** START Items **

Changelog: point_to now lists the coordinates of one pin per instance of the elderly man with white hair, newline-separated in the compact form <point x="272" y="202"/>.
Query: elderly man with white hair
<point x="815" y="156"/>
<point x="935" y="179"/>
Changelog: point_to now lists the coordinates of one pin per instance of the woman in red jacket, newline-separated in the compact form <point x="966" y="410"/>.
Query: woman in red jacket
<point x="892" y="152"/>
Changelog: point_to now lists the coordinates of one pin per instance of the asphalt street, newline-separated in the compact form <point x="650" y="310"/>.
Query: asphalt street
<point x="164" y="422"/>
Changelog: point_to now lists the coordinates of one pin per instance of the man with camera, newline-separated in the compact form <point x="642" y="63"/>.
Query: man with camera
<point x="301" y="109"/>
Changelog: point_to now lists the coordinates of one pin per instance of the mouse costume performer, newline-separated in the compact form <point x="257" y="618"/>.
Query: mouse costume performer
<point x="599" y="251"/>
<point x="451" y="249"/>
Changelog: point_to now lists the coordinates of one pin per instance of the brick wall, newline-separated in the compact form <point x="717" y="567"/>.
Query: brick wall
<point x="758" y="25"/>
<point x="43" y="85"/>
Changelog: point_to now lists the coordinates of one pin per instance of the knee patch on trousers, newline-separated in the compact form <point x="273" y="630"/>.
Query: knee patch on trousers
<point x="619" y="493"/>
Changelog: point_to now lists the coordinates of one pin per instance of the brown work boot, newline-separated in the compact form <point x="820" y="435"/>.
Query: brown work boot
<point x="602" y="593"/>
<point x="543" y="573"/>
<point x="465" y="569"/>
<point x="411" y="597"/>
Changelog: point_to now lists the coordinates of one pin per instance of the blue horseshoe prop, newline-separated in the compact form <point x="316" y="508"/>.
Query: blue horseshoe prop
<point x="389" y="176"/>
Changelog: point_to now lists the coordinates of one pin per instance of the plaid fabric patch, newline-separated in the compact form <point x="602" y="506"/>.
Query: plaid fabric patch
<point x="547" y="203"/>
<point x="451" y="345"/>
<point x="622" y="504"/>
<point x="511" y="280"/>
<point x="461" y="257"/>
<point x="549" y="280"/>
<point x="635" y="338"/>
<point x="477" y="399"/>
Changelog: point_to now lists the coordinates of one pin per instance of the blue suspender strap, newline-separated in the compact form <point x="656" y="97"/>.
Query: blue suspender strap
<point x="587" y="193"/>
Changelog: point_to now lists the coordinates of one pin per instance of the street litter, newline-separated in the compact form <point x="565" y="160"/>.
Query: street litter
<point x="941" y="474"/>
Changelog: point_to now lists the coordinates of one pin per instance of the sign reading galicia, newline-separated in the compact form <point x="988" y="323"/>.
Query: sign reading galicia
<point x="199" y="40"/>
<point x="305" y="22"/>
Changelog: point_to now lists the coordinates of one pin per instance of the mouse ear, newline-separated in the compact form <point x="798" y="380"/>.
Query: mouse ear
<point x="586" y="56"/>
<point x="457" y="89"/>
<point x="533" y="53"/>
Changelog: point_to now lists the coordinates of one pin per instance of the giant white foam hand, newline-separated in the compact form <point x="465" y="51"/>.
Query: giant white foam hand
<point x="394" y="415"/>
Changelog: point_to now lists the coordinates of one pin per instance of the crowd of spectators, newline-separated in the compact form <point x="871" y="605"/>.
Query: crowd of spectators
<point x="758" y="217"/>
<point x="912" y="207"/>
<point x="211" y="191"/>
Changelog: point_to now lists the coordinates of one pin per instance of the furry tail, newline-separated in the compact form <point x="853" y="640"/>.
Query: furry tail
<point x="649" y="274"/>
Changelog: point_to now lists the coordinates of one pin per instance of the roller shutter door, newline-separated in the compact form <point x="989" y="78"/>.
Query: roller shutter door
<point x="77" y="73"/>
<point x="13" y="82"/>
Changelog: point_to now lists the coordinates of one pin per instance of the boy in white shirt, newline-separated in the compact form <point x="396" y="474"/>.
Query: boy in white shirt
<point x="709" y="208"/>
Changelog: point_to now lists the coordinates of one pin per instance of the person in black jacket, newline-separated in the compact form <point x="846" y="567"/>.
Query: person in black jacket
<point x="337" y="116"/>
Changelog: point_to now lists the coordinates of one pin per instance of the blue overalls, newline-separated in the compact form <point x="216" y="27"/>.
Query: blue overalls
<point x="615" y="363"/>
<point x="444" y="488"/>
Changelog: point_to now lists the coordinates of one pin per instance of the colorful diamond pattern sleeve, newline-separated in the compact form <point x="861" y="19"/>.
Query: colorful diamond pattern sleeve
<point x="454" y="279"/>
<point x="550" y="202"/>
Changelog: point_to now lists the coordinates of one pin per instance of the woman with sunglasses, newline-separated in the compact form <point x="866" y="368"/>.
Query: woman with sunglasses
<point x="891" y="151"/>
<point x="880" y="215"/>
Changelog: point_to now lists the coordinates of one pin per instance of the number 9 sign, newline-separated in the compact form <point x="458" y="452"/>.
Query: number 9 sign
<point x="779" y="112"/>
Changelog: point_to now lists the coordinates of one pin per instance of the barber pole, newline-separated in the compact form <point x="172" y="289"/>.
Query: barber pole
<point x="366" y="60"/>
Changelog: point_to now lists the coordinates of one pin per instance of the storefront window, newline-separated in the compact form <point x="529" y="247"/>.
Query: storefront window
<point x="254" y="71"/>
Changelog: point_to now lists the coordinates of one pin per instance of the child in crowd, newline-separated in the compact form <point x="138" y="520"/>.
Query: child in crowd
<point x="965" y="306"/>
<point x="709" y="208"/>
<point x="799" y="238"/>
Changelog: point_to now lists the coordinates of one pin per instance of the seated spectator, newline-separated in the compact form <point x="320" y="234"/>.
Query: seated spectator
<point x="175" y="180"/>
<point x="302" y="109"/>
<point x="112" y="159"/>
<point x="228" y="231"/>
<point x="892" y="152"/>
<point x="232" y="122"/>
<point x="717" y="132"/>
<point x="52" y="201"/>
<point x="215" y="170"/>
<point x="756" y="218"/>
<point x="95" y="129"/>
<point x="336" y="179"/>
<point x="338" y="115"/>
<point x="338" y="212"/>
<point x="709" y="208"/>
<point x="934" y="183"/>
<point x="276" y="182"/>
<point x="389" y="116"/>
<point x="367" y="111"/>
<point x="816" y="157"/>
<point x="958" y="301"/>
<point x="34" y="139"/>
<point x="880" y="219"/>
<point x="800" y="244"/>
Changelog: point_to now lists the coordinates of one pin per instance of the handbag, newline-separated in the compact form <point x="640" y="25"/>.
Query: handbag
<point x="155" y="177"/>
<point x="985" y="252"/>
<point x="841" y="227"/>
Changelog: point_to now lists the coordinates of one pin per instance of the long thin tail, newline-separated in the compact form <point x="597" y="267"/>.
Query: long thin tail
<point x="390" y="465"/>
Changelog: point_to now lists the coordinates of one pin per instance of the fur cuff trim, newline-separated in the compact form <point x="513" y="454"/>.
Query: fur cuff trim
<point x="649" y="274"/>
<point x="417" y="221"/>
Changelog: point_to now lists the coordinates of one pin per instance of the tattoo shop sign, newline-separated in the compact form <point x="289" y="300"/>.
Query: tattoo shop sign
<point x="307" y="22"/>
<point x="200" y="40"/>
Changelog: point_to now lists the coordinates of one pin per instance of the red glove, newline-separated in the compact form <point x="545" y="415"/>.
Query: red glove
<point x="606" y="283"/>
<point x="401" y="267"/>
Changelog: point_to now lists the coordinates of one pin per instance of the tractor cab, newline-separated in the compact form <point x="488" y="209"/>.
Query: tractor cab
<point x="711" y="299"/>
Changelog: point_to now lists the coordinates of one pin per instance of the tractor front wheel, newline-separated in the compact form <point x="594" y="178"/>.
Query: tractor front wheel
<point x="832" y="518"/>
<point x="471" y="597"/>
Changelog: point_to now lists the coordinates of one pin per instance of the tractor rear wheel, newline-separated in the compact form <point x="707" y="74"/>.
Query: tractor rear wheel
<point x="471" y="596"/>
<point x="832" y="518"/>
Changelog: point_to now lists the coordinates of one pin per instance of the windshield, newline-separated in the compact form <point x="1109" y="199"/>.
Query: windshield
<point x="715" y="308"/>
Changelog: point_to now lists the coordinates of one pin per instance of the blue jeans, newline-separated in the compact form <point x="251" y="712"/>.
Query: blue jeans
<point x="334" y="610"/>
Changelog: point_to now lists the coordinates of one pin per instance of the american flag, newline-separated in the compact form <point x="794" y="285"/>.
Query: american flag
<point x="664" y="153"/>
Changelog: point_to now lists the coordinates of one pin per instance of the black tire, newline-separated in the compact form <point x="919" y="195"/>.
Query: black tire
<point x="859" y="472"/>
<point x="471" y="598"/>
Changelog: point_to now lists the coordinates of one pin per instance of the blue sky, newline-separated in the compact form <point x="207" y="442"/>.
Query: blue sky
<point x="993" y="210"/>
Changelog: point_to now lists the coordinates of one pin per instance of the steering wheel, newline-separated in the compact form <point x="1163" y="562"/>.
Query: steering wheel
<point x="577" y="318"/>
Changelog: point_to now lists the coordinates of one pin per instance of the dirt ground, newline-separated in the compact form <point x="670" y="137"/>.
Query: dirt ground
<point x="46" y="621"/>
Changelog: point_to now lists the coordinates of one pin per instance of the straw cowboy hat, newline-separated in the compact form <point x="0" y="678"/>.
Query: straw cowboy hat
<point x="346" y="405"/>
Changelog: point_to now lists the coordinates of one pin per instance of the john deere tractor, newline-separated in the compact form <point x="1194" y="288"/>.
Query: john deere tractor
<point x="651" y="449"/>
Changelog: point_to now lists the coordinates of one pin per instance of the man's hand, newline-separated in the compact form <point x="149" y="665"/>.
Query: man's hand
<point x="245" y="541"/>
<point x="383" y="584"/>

** END Items **

Stated problem: Reproduce verbatim the lines from the one containing "blue sky, newline-separated" through the final line of the items, including both ends.

Expected answer:
Changelog: point_to now lists the coordinates of one pin per instance of the blue sky, newline-separated in the compact form <point x="207" y="442"/>.
Query: blue sky
<point x="993" y="210"/>
Changelog: point_to now lists the coordinates of one pin per instance of the steering wheel, newline-separated in the compact form <point x="1163" y="562"/>.
Query: steering wheel
<point x="577" y="318"/>
Changelog: point_to now lists the coordinates of one pin per instance of the dirt ground, newline-separated in the compact form <point x="670" y="137"/>.
Query: dirt ground
<point x="46" y="621"/>
Changelog: point_to now lists the coordinates of one pin per instance of the straw cowboy hat, newline-separated in the compact form <point x="0" y="678"/>.
Query: straw cowboy hat
<point x="346" y="405"/>
Changelog: point_to now lists the coordinates of one pin per instance of the john deere tractor, newline-separated in the compact form <point x="1194" y="288"/>.
Query: john deere tractor
<point x="651" y="449"/>
Changelog: point_to now lists the coordinates of one pin per instance of the man's hand, newline-separated in the compact form <point x="149" y="665"/>.
Query: man's hand
<point x="245" y="541"/>
<point x="383" y="584"/>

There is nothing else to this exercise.